(RECORDS SHOWN)

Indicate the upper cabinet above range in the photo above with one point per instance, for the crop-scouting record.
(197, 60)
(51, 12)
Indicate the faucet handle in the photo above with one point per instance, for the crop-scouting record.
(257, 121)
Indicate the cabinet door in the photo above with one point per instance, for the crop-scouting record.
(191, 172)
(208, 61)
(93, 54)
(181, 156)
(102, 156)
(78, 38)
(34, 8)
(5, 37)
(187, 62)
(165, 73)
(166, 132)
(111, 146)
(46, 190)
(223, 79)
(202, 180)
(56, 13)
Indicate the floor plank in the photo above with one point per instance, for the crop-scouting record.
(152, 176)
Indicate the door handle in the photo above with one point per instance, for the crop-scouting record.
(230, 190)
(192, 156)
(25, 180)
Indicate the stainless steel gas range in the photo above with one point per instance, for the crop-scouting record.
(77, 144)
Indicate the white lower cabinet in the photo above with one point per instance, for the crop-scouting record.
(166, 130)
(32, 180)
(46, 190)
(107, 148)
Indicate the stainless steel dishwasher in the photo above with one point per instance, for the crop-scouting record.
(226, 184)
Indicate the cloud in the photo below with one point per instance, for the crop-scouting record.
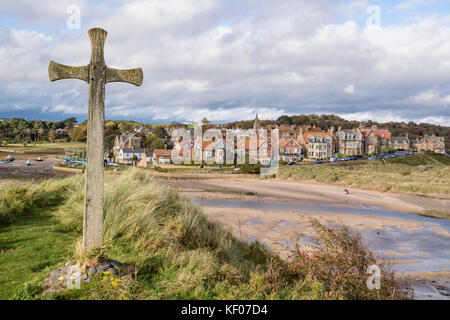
(229, 60)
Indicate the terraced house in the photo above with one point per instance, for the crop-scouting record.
(430, 143)
(400, 143)
(375, 139)
(317, 143)
(350, 142)
(126, 141)
(290, 150)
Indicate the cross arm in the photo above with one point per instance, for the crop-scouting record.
(58, 71)
(133, 76)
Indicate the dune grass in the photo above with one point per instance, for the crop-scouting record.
(20, 198)
(398, 175)
(179, 254)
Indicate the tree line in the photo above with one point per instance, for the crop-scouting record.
(325, 122)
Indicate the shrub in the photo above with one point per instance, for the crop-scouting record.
(340, 265)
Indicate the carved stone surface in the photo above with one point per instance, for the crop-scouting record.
(58, 71)
(97, 75)
(133, 76)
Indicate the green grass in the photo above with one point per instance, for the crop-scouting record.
(20, 198)
(177, 251)
(398, 175)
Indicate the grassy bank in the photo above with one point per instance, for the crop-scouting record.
(17, 199)
(398, 175)
(179, 254)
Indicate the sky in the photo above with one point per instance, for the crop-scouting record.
(228, 60)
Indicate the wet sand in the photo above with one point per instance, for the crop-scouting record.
(275, 212)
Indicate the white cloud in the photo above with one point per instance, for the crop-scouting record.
(210, 59)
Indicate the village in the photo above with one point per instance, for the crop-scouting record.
(309, 144)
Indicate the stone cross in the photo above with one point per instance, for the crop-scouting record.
(97, 75)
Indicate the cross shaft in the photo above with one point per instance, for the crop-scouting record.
(97, 75)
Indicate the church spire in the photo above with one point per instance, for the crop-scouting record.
(256, 124)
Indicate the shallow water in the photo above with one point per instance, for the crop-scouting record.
(429, 248)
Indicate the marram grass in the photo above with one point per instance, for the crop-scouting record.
(180, 254)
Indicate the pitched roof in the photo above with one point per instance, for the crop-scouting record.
(162, 153)
(399, 140)
(136, 150)
(285, 141)
(382, 133)
(323, 134)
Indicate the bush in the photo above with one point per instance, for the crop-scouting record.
(340, 266)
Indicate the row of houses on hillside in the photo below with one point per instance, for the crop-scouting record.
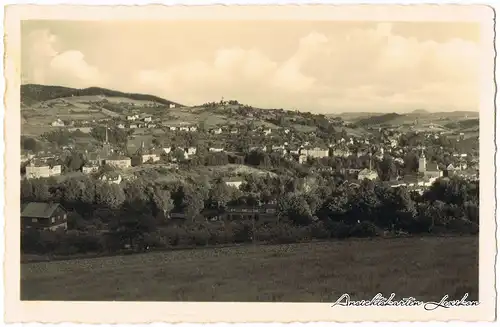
(37, 168)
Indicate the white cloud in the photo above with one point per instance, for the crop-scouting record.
(364, 69)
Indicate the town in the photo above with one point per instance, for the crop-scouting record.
(265, 167)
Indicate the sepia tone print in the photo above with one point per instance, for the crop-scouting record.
(306, 161)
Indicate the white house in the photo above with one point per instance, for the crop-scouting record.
(190, 151)
(58, 123)
(367, 174)
(150, 157)
(112, 178)
(234, 182)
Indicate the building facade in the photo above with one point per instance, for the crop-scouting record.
(42, 215)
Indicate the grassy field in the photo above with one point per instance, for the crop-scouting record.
(425, 268)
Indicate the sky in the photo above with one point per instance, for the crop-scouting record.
(318, 66)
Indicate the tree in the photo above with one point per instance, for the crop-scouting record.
(74, 162)
(178, 155)
(133, 223)
(30, 144)
(411, 162)
(220, 195)
(162, 200)
(110, 195)
(387, 169)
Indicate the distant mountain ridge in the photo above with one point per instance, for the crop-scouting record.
(32, 93)
(376, 120)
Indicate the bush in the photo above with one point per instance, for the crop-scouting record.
(338, 229)
(463, 226)
(319, 230)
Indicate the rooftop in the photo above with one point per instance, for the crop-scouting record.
(39, 210)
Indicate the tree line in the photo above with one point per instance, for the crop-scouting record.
(103, 217)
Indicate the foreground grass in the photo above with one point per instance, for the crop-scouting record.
(425, 268)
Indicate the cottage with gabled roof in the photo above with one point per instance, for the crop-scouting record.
(44, 215)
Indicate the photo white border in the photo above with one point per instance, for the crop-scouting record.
(146, 312)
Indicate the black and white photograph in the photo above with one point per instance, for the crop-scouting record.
(259, 160)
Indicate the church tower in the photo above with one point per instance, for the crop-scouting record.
(422, 163)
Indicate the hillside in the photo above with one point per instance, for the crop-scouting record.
(33, 93)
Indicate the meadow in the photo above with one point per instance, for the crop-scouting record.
(422, 267)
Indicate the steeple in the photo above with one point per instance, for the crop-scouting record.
(422, 163)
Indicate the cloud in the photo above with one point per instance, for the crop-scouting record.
(360, 69)
(47, 65)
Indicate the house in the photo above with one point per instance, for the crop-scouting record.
(40, 169)
(368, 174)
(58, 123)
(94, 158)
(259, 212)
(26, 157)
(234, 182)
(190, 151)
(118, 161)
(341, 153)
(315, 153)
(216, 131)
(150, 157)
(432, 170)
(111, 177)
(44, 215)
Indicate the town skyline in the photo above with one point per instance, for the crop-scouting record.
(389, 67)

(End RECORDS SHOWN)

* HOW TO COMPLETE THIS TASK
Would you restate the records above word for word and exclude the pictures?

* PROBLEM SOLUTION
Indicate the upper cabinet above range in the photo above with one point per instance, for the crop-scouting record.
(197, 60)
(51, 12)
Indicate the faucet handle in the photo above with one point per instance, for the crop-scouting record.
(257, 121)
Indicate the cabinet door in the photo above with one point per instance, for the crop-scouting record.
(191, 172)
(208, 61)
(93, 54)
(181, 156)
(102, 156)
(78, 38)
(34, 8)
(5, 37)
(187, 62)
(165, 73)
(166, 132)
(111, 146)
(46, 190)
(223, 79)
(202, 180)
(56, 13)
Indicate the floor plank in the photo above with one point per instance, for the crop-scouting record.
(152, 176)
Indicate the door handle in the photo above with one point per instance, for the crop-scouting record.
(230, 190)
(192, 156)
(25, 180)
Indicate the stainless steel gas range in the photo above with one point per instance, for the crop-scouting record.
(77, 144)
Indicate the white lower cabinet in the photo above with one point per instance, for the crop-scouting record.
(166, 130)
(32, 180)
(46, 190)
(107, 148)
Indicate the stainless steel dishwasher in the photo above with one point per instance, for the crop-scouting record.
(226, 184)
Indicate the cloud in the photo below with one point per instance, for the crop-scouting record.
(229, 60)
Indicate the terraced house in the photo above with one point per instance, for the crop-scouting record.
(430, 143)
(400, 143)
(375, 139)
(317, 143)
(350, 142)
(126, 141)
(290, 150)
Indicate the cross arm in the photo above with one point per instance, for the crop-scouting record.
(58, 71)
(133, 76)
Indicate the dune grass in the photo above with one point per instance, for the crop-scouting record.
(20, 198)
(398, 175)
(179, 254)
Indicate the tree line in the photo above with one point per instance, for the crop-scouting record.
(325, 122)
Indicate the shrub in the photo above with one point per instance, for the crop-scouting record.
(340, 265)
Indicate the carved stone surface in the photo above with one point per instance, for the crop-scouting record.
(58, 71)
(97, 75)
(133, 76)
Indicate the green grass in the photo above with one point per instance, for the crop-scouting record.
(20, 198)
(177, 251)
(398, 175)
Indicate the grassy bank in the photo above with one point per instance, for the crop-scouting record.
(17, 199)
(398, 175)
(179, 254)
Indicate the sky in the photo above with one point per instance, for the crop-scouting record.
(228, 60)
Indicate the wet sand in the photo above with one point per instance, for the crop-scouting record.
(275, 212)
Indicate the white cloud in the photo above with one point per instance, for the crop-scouting record.
(210, 59)
Indicate the village in the photo above with one point per instance, for the crop-scouting record.
(309, 144)
Indicate the stone cross in the photo above with one point per instance, for the crop-scouting record.
(97, 75)
Indicate the cross shaft in the photo above with one point per instance, for the crop-scouting record.
(97, 75)
Indicate the church spire in the photo above with one point per instance, for the crop-scouting record.
(256, 124)
Indicate the shallow water in the photo above with one point per instance, for the crop-scouting record.
(429, 248)
Indicate the marram grass in the photo above with one point per instance, for the crop-scouting record.
(180, 254)
Indicate the pitched roof in the photo above with one point per instance, for the crop-scouting record.
(162, 153)
(399, 140)
(136, 150)
(285, 141)
(382, 133)
(323, 134)
Indicate the bush in the photo above with one point per instance, for the crop-scouting record.
(340, 266)
Indicate the row of houses on hillside in the photo below with one point per instance, for the crop-scouting record.
(37, 168)
Indicate the white cloud in the photo above with one point per instance, for the crop-scouting record.
(364, 69)
Indicate the town in the photo above with one point per instance, for the crop-scouting record.
(265, 167)
Indicate the sepia tone print in the photo above with one point per instance, for the crop-scouting record.
(306, 161)
Indicate the white house in the photo above with one point per instance, for the crop-scouting record.
(190, 151)
(58, 123)
(367, 174)
(150, 157)
(112, 178)
(234, 182)
Indicate the building facade in the photo above with one point per instance, for the crop-scouting record.
(42, 215)
Indicate the grassy field in the photo above with one point per instance, for the crop-scouting record.
(425, 268)
Indicate the sky in the photo above with one point per instance, for the crop-scouting record.
(318, 66)
Indicate the tree in the photo above with one point per instance, for the crop-scouting record.
(74, 162)
(178, 155)
(133, 223)
(30, 144)
(411, 162)
(220, 195)
(162, 200)
(110, 195)
(387, 169)
Indicate the distant mountain ridge in the photo above with one point per instance, for the crop-scouting record.
(32, 93)
(376, 120)
Indicate the bush in the photo above with one point per instance, for the crop-scouting record.
(338, 229)
(463, 226)
(319, 230)
Indicate the rooftop in the photo above with one point per instance, for the crop-scouting record.
(39, 210)
Indicate the tree line in the photo above with one point per instance, for the crop-scouting record.
(103, 217)
Indicate the foreground grass in the photo above with one point per instance, for the crop-scouting record.
(425, 268)
Indicate the cottage with gabled roof in the photo above with one point per instance, for the crop-scouting record.
(44, 215)
Indicate the photo white border in the photo above with one point per instance, for the crop-scouting record.
(146, 312)
Indicate the black and white photograph in the photo above with one point per instance, for the crop-scouting record.
(259, 160)
Indicate the church tower in the photo above with one point per instance, for the crop-scouting record.
(422, 163)
Indicate the hillside in the photo above with one point per instance, for the crop-scouting record.
(33, 93)
Indicate the meadow in the photo above with one point per instance, for the crop-scouting record.
(422, 267)
Indicate the steeple in the photo above with one point per instance, for the crop-scouting record.
(422, 163)
Indicate the cloud in the photo above with one point per instance, for the crop-scouting record.
(360, 69)
(47, 65)
Indicate the house in the photo above with one point per instance, for the crop-scouting record.
(40, 169)
(368, 174)
(58, 123)
(94, 158)
(259, 212)
(26, 157)
(234, 182)
(190, 151)
(118, 161)
(341, 153)
(315, 153)
(216, 131)
(150, 157)
(432, 170)
(111, 177)
(44, 215)
Indicate the town skyline in the photo above with one point per instance, for the crop-scouting record.
(389, 67)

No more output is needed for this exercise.